::: DATA PROVIDED

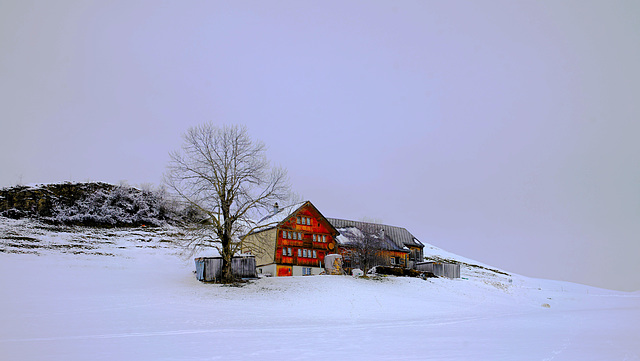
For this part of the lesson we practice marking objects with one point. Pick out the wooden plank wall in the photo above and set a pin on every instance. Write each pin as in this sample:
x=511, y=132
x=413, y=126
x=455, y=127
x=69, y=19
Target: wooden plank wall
x=448, y=270
x=209, y=269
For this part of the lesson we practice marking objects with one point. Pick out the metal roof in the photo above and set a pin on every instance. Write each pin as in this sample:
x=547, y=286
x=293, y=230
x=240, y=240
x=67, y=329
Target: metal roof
x=400, y=236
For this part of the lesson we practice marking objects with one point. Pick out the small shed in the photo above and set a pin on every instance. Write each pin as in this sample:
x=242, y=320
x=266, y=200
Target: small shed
x=440, y=269
x=209, y=269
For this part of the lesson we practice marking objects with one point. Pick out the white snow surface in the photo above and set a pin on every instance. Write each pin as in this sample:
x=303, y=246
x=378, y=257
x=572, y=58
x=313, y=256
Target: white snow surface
x=86, y=294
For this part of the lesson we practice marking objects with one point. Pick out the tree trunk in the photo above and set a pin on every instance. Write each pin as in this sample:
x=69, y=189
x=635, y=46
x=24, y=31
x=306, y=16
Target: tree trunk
x=227, y=274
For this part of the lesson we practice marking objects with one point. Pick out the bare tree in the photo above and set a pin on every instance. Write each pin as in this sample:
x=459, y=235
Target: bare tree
x=225, y=176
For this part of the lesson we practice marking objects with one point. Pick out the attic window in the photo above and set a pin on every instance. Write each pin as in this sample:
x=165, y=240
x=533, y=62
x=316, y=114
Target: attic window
x=303, y=220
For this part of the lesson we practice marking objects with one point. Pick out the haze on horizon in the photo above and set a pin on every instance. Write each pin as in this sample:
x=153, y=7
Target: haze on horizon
x=505, y=132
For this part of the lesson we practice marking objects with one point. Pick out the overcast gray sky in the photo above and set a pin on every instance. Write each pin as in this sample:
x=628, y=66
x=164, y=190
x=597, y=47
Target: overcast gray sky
x=504, y=131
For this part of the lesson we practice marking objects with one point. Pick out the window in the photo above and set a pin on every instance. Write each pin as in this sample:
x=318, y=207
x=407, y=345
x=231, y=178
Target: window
x=303, y=220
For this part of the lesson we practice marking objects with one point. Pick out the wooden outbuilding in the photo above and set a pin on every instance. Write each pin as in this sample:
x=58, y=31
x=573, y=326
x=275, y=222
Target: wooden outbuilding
x=209, y=269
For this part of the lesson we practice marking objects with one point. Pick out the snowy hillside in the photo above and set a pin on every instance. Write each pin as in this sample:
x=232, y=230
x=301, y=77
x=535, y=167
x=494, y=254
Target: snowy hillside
x=114, y=294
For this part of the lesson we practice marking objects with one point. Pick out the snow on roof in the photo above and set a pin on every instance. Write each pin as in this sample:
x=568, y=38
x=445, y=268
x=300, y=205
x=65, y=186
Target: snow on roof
x=350, y=235
x=400, y=236
x=274, y=219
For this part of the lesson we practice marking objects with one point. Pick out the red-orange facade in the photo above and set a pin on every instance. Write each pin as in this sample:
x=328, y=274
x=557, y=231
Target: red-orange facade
x=304, y=239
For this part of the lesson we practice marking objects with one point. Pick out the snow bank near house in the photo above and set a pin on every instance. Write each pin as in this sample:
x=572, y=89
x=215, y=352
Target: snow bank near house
x=133, y=297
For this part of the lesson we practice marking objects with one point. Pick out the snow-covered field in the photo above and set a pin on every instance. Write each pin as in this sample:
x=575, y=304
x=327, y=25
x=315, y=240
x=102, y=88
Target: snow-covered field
x=82, y=294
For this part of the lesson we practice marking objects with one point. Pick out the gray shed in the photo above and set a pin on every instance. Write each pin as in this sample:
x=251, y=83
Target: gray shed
x=449, y=270
x=209, y=269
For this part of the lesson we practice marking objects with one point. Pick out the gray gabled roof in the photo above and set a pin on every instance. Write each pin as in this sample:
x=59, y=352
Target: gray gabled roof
x=400, y=236
x=274, y=219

::::::

| EXERCISE |
Copy out all of the records above word for word, leaving the pictures out.

| WORKED ANSWER |
For this part of the lesson we practice marking objects with one point. Pick out the wooden plank wall in the photo above and set a pin on every instance. Write each pin as in this sample:
x=511, y=132
x=413, y=126
x=455, y=127
x=69, y=19
Target: wooden plank wall
x=448, y=270
x=209, y=269
For this part of the lesson we practice marking objects with one point. Pick out the metal roof in the photo above and set a pin on every instance. Write each pin as in this sample:
x=547, y=286
x=293, y=230
x=240, y=240
x=67, y=329
Target: metal roof
x=400, y=236
For this part of the lesson we practice marking objects with one point. Pick out the small shed in the photo above and set a pin on every instance. Write each pin as in this sample:
x=242, y=320
x=266, y=200
Target: small shed
x=440, y=269
x=209, y=269
For this part of the lesson we practice marking objects with one point. Pick out the white snow surface in the photo above and set a pin on every instance. Write each pin as in this sample:
x=303, y=246
x=378, y=257
x=572, y=58
x=313, y=256
Target: white snow surface
x=86, y=294
For this part of the lesson we practice marking objects with one point. Pick out the tree trunk in the photo above and set a pin on every instance. Write each pin as in this sample:
x=69, y=189
x=635, y=46
x=24, y=31
x=306, y=16
Target: tree trunk
x=227, y=274
For this part of the lesson we practice marking objects with one point. Pick out the bare tree in the photo above and set a pin on every instance. Write each pin as in this sample:
x=459, y=235
Target: bare tree
x=225, y=176
For this part of the lesson we practice marking objects with one point. Pick out the attic window in the photo above and set a pin on every instance. Write each pin as in this sample:
x=165, y=240
x=533, y=62
x=316, y=114
Target: attic window
x=303, y=220
For this part of the lesson we practice marking objects with one point. Pick out the haze on horizon in the photo above and set a pin on every instance. Write each pin as in this sample:
x=153, y=7
Target: haze on horizon
x=505, y=132
For this part of the lesson we practice marking objects with one point. Pick out the overcast gray sky in the photo above and set a pin on every instance. Write each pin as in this sample:
x=628, y=66
x=164, y=190
x=597, y=47
Target: overcast gray sky
x=504, y=131
For this part of the lesson we practice marking objects with one point. Pick out the window in the photo above and set a pin on every instance. Write each pin as in this sample:
x=318, y=207
x=407, y=345
x=231, y=178
Target: window
x=303, y=220
For this part of the lesson we practice marking objects with one point. Pick out the wooden outbuilding in the photo above and set a pin on every instance. Write each pin as in this sample:
x=58, y=31
x=573, y=326
x=275, y=222
Target: wooden outbuilding
x=209, y=269
For this part of the lesson we practice marking objects with one point. Pick out the snowy hillside in the photo above and set a pin on every instance. Write each pin as in this sample:
x=232, y=230
x=301, y=77
x=535, y=167
x=494, y=254
Target: snowy hillside
x=114, y=294
For this part of the lesson we practice marking objects with one point. Pick out the snow on roof in the photo above and set a pin on every instance. Write each pin as in this sample:
x=568, y=38
x=445, y=268
x=300, y=205
x=65, y=186
Target: snow on roof
x=350, y=235
x=400, y=236
x=274, y=219
For this part of the lesson we practice marking objects with one point. Pick out the red-orange facade in the photo above and set a pin on every instance. Write each pin as in this sample:
x=328, y=274
x=557, y=231
Target: red-orange facade
x=304, y=239
For this part of the lesson we practice marking objects with one point. Pick out the snow bank near house in the photo above and set a pin on every instance. Write each pin as in this sample:
x=572, y=89
x=215, y=352
Target: snow bank near house
x=133, y=297
For this part of the lesson we practice marking objects with one point. Pick out the snow-covered field in the photo above and set a pin on every instance. Write each pin as in this sample:
x=575, y=304
x=327, y=25
x=315, y=240
x=102, y=88
Target: snow-covered field
x=82, y=294
For this part of the lesson we practice marking objects with one point. Pick out the gray shed in the photo above and set a pin on every instance. Write each pin as in this sample:
x=251, y=83
Target: gray shed
x=449, y=270
x=209, y=269
For this part of the lesson we practice marking objects with one point. Pick out the gray gabled roof in the photo above and set a pin on every instance. Write each pin as in this sample:
x=59, y=352
Target: gray gabled roof
x=400, y=236
x=274, y=219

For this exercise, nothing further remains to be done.